Problem requirements> Can you write out all the rows below again with "sample" replaced by "example" everywhere, changing nothing else and leaving out the pictures?

Source data>
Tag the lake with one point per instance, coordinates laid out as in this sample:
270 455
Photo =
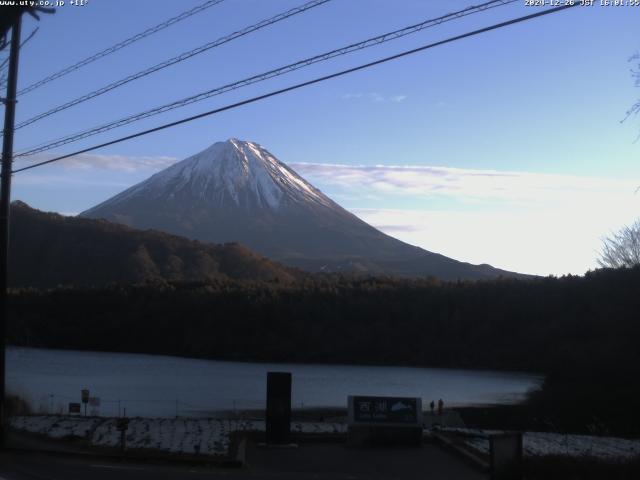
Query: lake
159 386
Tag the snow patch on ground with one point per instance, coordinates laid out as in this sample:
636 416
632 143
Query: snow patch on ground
538 444
203 436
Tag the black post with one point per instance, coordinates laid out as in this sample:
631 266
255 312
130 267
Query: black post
5 204
278 418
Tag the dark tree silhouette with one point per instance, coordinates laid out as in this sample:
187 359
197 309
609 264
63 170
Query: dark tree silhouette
622 248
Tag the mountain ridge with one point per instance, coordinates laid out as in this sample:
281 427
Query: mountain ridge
49 250
238 191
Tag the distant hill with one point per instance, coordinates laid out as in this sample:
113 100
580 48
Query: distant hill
238 191
48 249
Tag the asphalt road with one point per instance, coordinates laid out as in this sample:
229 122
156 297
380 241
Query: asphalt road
318 462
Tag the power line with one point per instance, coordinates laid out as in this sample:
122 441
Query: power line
176 59
6 60
121 45
265 76
305 84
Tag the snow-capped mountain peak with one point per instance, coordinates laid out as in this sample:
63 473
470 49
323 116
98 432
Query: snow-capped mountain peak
236 191
234 172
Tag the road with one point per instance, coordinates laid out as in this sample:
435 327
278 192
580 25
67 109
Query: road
317 462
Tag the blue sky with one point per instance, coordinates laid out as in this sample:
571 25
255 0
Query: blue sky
506 148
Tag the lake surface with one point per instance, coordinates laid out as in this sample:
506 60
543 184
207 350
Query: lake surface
158 386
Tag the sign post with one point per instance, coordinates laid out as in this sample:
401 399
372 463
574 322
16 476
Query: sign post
384 420
278 417
122 424
85 399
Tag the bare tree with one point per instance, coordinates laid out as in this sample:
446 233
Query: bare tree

Finished answer>
Tag the lake with one point per instance, coordinates laid out as in this example:
270 455
Photo =
Query: lake
159 386
Tag the snow patch on ground with one point per instance, coordinates laid out as in this example:
636 416
632 143
Query: snow patch on ground
538 444
203 436
Tag the black post with one point per instance, coordinates laid out as in this example:
631 266
255 312
130 267
Query: black post
5 204
278 418
Tag the dark tree silhouette with one point per instance, coordinates laid out as in this example:
187 359
197 309
609 264
63 170
Query: dark tree silhouette
622 248
Tag the mountain ridge with one point per instance, coordinates laid out as in this example:
281 427
Query: mountain ridge
49 250
238 191
Tag the distant hill with one point per instance, coordinates laid out as in this example:
113 100
580 48
Query: distant hill
238 191
48 249
Tag the asphalt road with one point per instance, coordinates laid out as in this example:
229 122
156 297
380 241
Query: asphalt road
318 462
Tag the power line with one point per instance, coordinates laid out as in this example:
122 441
Query: power line
176 59
6 60
121 45
265 76
305 84
Tag the snow-capped mountain peak with one point per instance, coordinates laid out as in this example:
63 473
470 49
323 116
98 432
Query: snow-capped mountain peak
236 191
234 172
Tag the road with one point per instance, coordinates laid out as in this example:
435 327
278 192
580 25
67 109
Query: road
317 462
Tag the blue sky with one point per instance, coordinates laid out as in this example:
571 25
255 0
Query: blue sky
506 148
Tag the lake surface with one point per instance, coordinates laid out as in this example:
506 60
543 184
207 350
Query: lake surface
158 386
Tag the sign post with one point per instance, coordinates laid out as in this example:
401 399
372 463
574 322
16 476
Query: sign post
384 420
278 417
122 424
85 399
Tag the bare tree with one point per instance, coordinates laid out as in this example:
446 233
Query: bare tree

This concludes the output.